** Start of Task material **

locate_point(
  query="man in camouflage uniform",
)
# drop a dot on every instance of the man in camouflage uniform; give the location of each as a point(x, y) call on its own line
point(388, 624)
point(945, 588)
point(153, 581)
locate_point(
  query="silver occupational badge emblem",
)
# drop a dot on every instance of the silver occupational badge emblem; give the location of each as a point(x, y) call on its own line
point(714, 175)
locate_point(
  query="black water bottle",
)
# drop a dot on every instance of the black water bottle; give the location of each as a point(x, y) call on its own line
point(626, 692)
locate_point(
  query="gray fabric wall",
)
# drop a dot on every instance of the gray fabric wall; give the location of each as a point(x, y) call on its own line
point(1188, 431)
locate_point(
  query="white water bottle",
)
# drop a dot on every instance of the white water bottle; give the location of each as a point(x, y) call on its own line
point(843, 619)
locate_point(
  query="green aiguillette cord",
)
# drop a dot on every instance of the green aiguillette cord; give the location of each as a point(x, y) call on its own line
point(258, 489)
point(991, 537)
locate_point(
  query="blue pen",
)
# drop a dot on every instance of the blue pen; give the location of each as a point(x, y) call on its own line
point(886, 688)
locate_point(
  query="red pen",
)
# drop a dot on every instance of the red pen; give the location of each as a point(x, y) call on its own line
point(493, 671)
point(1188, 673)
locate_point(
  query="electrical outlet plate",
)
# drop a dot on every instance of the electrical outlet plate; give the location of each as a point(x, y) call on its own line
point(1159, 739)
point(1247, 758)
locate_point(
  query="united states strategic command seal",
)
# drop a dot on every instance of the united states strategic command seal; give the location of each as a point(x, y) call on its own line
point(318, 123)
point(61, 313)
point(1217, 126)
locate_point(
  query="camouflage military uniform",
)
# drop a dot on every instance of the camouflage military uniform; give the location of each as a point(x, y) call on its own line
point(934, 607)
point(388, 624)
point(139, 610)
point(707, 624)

** End of Task material **

» **Exercise objective**
Copy out word for word everything from the start of the records down to the line containing "point(714, 175)", including that line.

» **Result of the exercise**
locate_point(
  query="man in camouflage uniform",
)
# drop a dot on every instance of the man in camouflage uniform; give the location of each as a point(x, y) call on its own line
point(388, 624)
point(945, 588)
point(153, 581)
locate_point(
  query="silver occupational badge emblem",
)
# drop a dot on every instance of the silver occupational badge emblem; give the location of each as a point(x, y) call on its own line
point(714, 175)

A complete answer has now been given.